TEXT SHOWN.
On a side note, how funny is it that the dress on the cover matches the dress Cinderella is wearing in my childhood fairy tale collection?

My Rating: 4 stars

Warning: Contains spoilers

As a Retelling:

In Princess of Glass, George draws almost exclusively from the French version of “Cinderella” by Charles Perrault.  However, it is much less of a straight retelling of the tale than Princess of the Midnight Ball is of “The Twelve Dancing Princesses.”  This is necessary since “Cinderella” is probably the most well-known fairy tale and has been retold countless times.  If an author is going to differentiate their version, they need to put a twist on it.  Most of the major elements are still included; we have a girl of noble birth reduced to working as a maid, a magical godmother, three balls, and glass slippers.  However, the main protagonist is not the Cinderella character, Ellen/Eleanora.  Instead it is Princess Poppy, whose role is equivalent to one of the stepsisters in the original story.

TASK INSTRUCTIONS. Carry on the review of Princess of Glass as a retelling, starting right after its last sentence about Princess Poppy.

ENTRIES SHOWN.

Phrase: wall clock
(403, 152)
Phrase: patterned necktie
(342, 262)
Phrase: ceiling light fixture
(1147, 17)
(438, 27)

ANSWER BELOW.
Let’s start with the major difference: the villain of the story.  In most versions of the tale Cinderella’s stepmother and stepsisters are the villains, though in some variants it is her blood relatives.  They mistreat Cinderella, mock her, and will not allow her to attend the ball with them.  But this obviously doesn’t work if the main protagonist is in the role of the stepsister.  Instead of a stepfamily, George has Lord Richard and Lady Margaret Seadown, their daughter Marianne, and Princess Poppy, who is their cousin and guest.  Ellen is of noble birth, but her family lost their fortune, forcing her to work as a maid after her parents’ deaths.  She is employed by the Seadowns after she is dismissed from several other positions due to her inability to do the work.  Lord Richard and Lady Margaret are kind to Ellen, even offering her a dress to attend the balls.  Poppy and Marianne aren’t unkind, just increasingly frustrated with her bad attitude and horrible work.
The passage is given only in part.